======== Material for this task

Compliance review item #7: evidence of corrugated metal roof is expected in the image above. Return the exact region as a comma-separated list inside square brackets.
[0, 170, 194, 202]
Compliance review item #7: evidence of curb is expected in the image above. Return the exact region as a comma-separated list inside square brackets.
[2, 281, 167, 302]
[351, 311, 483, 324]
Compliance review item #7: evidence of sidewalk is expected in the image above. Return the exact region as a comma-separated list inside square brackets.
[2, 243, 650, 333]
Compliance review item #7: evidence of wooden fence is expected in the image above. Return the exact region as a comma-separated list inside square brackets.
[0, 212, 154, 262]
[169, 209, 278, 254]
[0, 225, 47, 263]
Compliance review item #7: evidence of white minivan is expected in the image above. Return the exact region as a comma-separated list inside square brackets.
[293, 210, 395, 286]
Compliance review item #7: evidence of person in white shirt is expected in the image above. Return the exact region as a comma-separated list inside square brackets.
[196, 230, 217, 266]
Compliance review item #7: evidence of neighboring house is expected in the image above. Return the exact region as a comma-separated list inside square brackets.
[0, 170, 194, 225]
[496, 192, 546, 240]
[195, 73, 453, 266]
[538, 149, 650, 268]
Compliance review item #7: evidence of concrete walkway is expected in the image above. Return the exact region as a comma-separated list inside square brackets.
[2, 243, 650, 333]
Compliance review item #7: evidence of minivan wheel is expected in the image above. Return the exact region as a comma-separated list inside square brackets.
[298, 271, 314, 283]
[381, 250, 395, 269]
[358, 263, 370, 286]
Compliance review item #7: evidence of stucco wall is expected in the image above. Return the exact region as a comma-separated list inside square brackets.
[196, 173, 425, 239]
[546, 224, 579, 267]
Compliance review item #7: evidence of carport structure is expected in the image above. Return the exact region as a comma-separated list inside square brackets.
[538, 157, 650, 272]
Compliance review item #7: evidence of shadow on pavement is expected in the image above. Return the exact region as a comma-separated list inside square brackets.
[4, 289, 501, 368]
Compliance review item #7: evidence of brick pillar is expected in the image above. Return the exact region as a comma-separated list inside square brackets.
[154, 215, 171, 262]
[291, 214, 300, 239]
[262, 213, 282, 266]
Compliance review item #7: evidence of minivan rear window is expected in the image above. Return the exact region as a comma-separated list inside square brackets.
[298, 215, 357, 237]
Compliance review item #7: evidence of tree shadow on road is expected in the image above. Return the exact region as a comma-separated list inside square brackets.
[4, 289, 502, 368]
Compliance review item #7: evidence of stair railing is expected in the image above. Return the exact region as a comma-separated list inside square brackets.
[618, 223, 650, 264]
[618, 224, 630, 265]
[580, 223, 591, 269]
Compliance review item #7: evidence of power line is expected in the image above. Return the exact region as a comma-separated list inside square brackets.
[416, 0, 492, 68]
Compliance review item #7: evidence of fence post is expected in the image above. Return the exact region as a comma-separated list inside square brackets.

================

### Problem to work on
Express the lines from the first one through the line containing "[358, 263, 370, 286]" as a Markdown table with the columns Row and Line, numbering each row and skipping blank lines.

### Output of the exercise
| Row | Line |
|---|---|
| 1 | Compliance review item #7: evidence of corrugated metal roof is expected in the image above. Return the exact region as a comma-separated list inside square brackets. |
| 2 | [0, 170, 194, 202] |
| 3 | Compliance review item #7: evidence of curb is expected in the image above. Return the exact region as a comma-separated list inside square brackets. |
| 4 | [2, 281, 167, 302] |
| 5 | [351, 311, 483, 324] |
| 6 | Compliance review item #7: evidence of sidewalk is expected in the image above. Return the exact region as a comma-separated list inside square brackets. |
| 7 | [2, 243, 650, 333] |
| 8 | Compliance review item #7: evidence of wooden fence is expected in the image above. Return the exact region as a comma-separated list inside square brackets. |
| 9 | [0, 212, 154, 262] |
| 10 | [169, 209, 278, 254] |
| 11 | [0, 225, 47, 263] |
| 12 | Compliance review item #7: evidence of white minivan is expected in the image above. Return the exact region as a comma-separated list inside square brackets. |
| 13 | [293, 210, 395, 286] |
| 14 | Compliance review item #7: evidence of person in white shirt is expected in the image above. Return the exact region as a comma-separated list inside square brackets. |
| 15 | [196, 230, 217, 266] |
| 16 | Compliance review item #7: evidence of neighboring house is expected in the image above. Return the exact region as a comma-separated list inside square brackets. |
| 17 | [0, 170, 194, 225] |
| 18 | [496, 192, 546, 240] |
| 19 | [195, 73, 453, 266] |
| 20 | [538, 149, 650, 268] |
| 21 | Compliance review item #7: evidence of concrete walkway is expected in the image above. Return the exact region as a comma-separated list inside square brackets. |
| 22 | [2, 243, 650, 333] |
| 23 | Compliance review item #7: evidence of minivan wheel is expected in the image above. Return the exact region as a comma-separated list inside square brackets. |
| 24 | [298, 271, 314, 283] |
| 25 | [381, 250, 395, 269] |
| 26 | [358, 263, 370, 286] |